Исходный текст:
********************

Все выпуски программы Рифмы жизни
Иеромонах Василий Росляков
...Это произошло в монастыре Оптина пустынь, пасхальным утром 1993 года, когда иеромонах Василий — в миру Игорь Росляков — шел исповедовать причащающихся в скиту, особом уединении для отшельников.
Услышав, что вдруг затихли оптинские колокола, отец Василий решил узнать, что случилось и повернул к звоннице. Не ведая, что звонари Трофим и Ферапонт только что приняли мученическую кончину, он увидел торопливо идущего на него человека, который нанес 32-летнему иеромонаху смертельную ножевую рану.
Вскоре узналось, что убийца пометил лезвие клинка сатанинскими знаками.
Так началась вечная жизнь трех убиенных русских монахов, о которых написаны книги (труду Нины Павловой «Пасха Красная» посвящена одна из программ цикла «Закладка» на радио Вера); новым мученикам наших времён складывают акафисты и молитвы, составлены их жития, собираются материалы для возможной канонизации.
Один из трёх оптинских насельников был священником (имя он обрёл в честь Василия Блаженного). Именно о нём мои сегодняшние «Рифмы». В дни тридцатилетия оптинской трагедии, весной 2023 года, об отце Василии вспоминал хорошо знавший убиенных монахов, иконописец, игумен Филипп (Перцев): «...Конечно, им были присущи многие черты людей того времени, но было много и совершенно удивительного. Никто из братии не знал при жизни отца Василия, что он пишет стихи, церковные стихиры к праздникам. Открытие его дневника после кончины показало всю глубину богомыслия этого человека. Для него даже тем других не существовало, только глубинный плач о Боге и о своём несовершенстве. В его проповедях это уже ярко звучало, но во всей полноте выявилось только после кончины...»

********************

Записанные данные:
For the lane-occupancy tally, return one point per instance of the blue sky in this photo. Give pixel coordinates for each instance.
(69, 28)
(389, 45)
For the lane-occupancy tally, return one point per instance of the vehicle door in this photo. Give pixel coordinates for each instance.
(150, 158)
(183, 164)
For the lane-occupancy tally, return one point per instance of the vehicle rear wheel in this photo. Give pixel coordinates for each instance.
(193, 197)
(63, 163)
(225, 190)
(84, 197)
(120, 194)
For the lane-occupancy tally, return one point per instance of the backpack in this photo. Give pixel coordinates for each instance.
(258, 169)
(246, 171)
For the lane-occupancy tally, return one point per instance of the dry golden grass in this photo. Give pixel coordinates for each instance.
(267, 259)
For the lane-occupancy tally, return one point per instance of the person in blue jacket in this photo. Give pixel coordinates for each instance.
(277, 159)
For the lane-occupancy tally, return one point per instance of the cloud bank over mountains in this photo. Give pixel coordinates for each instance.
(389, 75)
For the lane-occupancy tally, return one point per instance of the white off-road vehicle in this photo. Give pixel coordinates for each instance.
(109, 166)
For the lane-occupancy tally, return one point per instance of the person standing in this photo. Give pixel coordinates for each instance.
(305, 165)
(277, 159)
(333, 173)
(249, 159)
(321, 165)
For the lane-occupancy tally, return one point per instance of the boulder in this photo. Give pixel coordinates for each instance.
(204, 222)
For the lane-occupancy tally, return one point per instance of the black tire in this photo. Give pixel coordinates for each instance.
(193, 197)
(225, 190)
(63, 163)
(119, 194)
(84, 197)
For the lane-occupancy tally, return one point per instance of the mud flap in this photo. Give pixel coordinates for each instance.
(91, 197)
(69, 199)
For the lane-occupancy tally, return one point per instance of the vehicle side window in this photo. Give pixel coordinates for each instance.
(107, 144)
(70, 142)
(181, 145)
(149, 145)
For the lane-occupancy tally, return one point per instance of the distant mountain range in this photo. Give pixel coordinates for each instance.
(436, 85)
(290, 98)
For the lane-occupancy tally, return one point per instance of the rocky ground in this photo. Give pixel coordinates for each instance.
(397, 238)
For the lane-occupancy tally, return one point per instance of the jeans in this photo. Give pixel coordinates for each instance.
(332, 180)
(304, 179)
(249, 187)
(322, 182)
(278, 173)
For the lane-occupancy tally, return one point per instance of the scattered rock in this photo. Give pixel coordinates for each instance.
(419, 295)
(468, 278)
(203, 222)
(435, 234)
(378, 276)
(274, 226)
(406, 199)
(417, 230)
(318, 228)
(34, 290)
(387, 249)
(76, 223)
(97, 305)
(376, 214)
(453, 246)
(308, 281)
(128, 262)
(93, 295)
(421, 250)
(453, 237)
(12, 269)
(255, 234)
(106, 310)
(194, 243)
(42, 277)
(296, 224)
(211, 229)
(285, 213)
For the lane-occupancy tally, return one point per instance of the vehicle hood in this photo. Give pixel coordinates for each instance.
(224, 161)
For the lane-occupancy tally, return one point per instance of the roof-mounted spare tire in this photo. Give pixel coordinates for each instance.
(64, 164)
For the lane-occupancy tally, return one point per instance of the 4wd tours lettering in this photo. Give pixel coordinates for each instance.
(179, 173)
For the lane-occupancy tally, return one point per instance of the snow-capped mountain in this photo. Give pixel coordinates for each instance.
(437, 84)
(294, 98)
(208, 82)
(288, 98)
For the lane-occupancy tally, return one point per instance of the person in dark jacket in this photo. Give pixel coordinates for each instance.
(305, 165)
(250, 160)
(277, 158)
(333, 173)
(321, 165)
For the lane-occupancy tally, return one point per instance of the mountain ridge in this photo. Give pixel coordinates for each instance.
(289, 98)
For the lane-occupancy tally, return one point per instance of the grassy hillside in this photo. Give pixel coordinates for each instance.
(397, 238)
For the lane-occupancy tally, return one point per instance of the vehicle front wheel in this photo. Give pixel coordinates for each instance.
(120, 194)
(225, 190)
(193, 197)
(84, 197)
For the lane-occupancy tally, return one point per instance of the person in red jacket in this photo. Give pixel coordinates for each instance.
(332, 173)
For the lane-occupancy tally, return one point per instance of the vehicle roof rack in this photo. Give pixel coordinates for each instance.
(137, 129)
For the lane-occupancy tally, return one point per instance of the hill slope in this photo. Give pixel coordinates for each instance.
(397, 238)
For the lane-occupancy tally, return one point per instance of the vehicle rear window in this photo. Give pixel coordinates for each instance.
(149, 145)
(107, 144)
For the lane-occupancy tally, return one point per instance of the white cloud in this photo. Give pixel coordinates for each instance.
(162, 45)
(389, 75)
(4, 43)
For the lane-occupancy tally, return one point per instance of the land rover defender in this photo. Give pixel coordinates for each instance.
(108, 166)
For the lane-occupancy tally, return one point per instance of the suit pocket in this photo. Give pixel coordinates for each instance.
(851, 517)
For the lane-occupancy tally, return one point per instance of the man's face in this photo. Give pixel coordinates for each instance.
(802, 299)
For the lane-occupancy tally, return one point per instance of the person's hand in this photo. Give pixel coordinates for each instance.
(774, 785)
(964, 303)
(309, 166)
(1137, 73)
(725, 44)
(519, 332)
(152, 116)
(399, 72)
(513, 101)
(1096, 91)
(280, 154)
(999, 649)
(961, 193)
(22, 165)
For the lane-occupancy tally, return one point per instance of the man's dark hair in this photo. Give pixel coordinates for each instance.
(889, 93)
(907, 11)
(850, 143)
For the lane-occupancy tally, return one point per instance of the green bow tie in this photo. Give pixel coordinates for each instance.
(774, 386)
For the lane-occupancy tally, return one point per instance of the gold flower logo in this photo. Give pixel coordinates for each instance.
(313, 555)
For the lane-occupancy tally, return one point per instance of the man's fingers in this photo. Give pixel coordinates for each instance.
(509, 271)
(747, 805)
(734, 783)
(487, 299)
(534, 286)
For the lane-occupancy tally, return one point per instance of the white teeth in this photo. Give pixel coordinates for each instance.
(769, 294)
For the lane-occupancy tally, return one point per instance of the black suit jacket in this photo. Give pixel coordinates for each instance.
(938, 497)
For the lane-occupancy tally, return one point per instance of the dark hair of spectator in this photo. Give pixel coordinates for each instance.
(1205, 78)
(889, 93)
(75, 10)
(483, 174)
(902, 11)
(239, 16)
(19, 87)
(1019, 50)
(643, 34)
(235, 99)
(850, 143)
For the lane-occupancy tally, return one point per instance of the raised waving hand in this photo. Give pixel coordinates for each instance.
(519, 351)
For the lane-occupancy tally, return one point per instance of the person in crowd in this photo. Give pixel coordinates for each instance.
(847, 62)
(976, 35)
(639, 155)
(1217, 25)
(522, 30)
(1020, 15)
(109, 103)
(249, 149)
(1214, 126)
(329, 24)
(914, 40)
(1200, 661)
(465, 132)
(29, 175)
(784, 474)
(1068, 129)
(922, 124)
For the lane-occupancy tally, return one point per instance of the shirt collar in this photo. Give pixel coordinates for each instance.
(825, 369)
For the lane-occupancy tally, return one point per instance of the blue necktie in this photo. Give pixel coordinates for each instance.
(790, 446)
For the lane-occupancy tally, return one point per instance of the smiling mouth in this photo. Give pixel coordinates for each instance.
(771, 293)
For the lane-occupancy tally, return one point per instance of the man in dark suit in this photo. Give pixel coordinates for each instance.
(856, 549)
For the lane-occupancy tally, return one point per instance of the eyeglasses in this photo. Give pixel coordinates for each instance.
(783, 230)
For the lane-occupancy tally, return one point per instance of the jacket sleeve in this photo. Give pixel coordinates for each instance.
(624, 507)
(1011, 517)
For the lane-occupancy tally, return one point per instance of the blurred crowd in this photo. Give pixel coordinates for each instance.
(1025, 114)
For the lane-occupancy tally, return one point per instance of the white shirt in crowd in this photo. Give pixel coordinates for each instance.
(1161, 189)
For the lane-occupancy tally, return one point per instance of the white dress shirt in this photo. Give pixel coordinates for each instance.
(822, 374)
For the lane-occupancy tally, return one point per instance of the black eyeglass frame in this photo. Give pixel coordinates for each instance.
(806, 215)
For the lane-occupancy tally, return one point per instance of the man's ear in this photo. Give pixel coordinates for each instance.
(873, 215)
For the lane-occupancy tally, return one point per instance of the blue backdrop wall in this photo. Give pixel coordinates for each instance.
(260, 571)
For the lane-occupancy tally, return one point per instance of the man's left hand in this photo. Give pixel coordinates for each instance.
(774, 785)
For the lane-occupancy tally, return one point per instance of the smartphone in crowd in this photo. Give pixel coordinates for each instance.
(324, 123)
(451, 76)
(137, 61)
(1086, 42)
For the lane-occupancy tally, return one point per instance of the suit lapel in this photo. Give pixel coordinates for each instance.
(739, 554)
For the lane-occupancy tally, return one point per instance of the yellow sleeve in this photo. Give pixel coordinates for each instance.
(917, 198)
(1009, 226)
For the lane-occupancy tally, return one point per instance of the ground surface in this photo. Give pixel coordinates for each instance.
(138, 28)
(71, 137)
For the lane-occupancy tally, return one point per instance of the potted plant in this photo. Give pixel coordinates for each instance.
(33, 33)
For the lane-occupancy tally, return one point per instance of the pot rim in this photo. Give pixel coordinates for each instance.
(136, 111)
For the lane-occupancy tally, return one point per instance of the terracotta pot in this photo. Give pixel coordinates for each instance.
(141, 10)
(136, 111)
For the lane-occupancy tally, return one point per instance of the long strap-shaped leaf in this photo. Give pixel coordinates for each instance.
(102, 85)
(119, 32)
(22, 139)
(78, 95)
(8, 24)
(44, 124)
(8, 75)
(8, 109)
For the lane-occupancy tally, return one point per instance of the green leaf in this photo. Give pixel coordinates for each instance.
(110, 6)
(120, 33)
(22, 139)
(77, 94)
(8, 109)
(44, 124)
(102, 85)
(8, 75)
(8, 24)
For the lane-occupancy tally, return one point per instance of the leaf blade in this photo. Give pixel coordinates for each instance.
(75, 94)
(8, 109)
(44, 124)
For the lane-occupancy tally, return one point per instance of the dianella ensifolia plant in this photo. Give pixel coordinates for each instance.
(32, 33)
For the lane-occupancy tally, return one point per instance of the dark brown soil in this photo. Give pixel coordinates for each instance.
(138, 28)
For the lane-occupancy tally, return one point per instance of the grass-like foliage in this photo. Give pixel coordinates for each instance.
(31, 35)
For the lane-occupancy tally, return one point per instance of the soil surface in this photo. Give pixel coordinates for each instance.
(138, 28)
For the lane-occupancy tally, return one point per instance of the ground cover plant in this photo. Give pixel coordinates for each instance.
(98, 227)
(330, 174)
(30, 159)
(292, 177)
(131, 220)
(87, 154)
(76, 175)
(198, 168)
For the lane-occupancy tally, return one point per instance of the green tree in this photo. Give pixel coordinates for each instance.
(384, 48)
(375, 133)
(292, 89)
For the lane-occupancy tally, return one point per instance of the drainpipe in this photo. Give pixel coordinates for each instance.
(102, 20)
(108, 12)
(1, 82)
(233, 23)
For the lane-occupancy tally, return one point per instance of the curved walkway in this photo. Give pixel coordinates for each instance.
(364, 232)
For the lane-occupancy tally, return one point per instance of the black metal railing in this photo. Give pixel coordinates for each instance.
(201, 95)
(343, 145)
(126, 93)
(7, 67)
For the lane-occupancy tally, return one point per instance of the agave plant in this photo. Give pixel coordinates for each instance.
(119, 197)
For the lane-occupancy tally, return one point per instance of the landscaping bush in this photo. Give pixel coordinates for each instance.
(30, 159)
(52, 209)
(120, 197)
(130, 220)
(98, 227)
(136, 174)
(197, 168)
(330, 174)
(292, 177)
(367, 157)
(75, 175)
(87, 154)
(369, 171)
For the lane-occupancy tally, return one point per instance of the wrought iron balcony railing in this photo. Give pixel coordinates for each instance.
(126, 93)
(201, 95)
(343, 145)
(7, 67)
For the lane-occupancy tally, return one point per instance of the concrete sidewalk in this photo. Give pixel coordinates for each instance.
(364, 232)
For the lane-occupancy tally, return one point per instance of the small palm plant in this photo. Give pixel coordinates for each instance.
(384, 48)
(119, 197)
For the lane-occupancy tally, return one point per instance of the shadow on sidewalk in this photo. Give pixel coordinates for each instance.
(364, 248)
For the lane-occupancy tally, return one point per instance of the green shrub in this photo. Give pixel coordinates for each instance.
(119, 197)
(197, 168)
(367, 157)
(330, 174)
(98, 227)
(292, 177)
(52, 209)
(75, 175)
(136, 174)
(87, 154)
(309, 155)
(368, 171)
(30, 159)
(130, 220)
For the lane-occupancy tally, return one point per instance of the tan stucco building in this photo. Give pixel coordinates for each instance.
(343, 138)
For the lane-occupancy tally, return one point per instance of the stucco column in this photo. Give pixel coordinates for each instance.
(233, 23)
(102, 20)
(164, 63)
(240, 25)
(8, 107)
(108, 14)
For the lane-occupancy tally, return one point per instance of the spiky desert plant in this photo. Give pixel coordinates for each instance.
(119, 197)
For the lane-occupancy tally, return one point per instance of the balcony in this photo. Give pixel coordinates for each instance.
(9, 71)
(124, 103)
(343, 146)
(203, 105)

********************

Что требуется:
A - Определите, согласуются ли с текстом об иеромонахе Василии три утверждения: (i) отцу Василию было 32 года, когда его убили; (ii) братия при жизни отца Василия знала, что он пишет стихи; (iii) трагедия произошла пасхальным утром 1993 года. На каждое ответьте «да» или «нет» и точно процитируйте решающие слова текста.
B - Продолжите текст об иеромонахе Василии с того места, на котором он заканчивается.

Ответы к заданиям:
A -
(i) Да: «нанес 32-летнему иеромонаху смертельную ножевую рану».
(ii) Нет: «Никто из братии не знал при жизни отца Василия, что он пишет стихи».
(iii) Да: «пасхальным утром 1993 года».

B -
Давайте бережно прочитаем стихотворное сочинение отца Василия на первую строчку 138 псалма царя и пророка Давида — «Господи, искусил мя еси и познал мя еси...» («Господи! Ты испытал меня и знаешь...»).
Недавно мне стало известно, что эти стихи положены и на музыку.
Ты испытал меня, Боже, и знаешь
Ведаешь всё, недоступное мне.
Часто, наверно, сомненье прощаешь,
Видно которое только Тебе.
Пусть я шатаюсь по свету тревожно,
Пусть укрываюсь в домашнем углу,
Ты обнимаешь меня, словно воздух,
Руку в скорбях предлагая Свою.
Знаю — когда мной слагаются песни,
Нет ещё слова на чистом листе.
Ты его видишь прозреньем чудесным,
В сердце влагая настойчиво мне.
Сколько я рылся на кладбищах книжных,
Сколько я дум передумал в себе,
Всё ж, не сумев вдохновенья постигнуть,
В Церковь пошёл помолиться Тебе.
Дивен мне разум небесного свода,
Дивно свеченье далёкой звезды.
Видел я край совершенства земного —
Слово же Божье обширней земли.
Где от души мне своей затаиться?
Где не настигнут раздумья меня?
Я по Вселенной промчался, как птица, —
Места такого не знает она.
Если скажу: «Может, тьма меня скроет,
Будет мне ночь неприступной стеной», —
Сердце тотчас заскулит и завоет,
Ночь освещая тоскою грудной.
Дивно я создан Божественным Словом:
Будто бы соткан из ткани земли
С замысловатым телесным узором,
С тайным до времени светом внутри.
Боже, меня испытай. И поведай,
Что притаилось за словом моим.
С книгой тогда я оставлю беседы,
Духом начну обучаться Святым.
Иеромонах Василий (Росляков), на строку 138 псалма. Конец 1980 годов
...Отец Василий, моли Бога о нас!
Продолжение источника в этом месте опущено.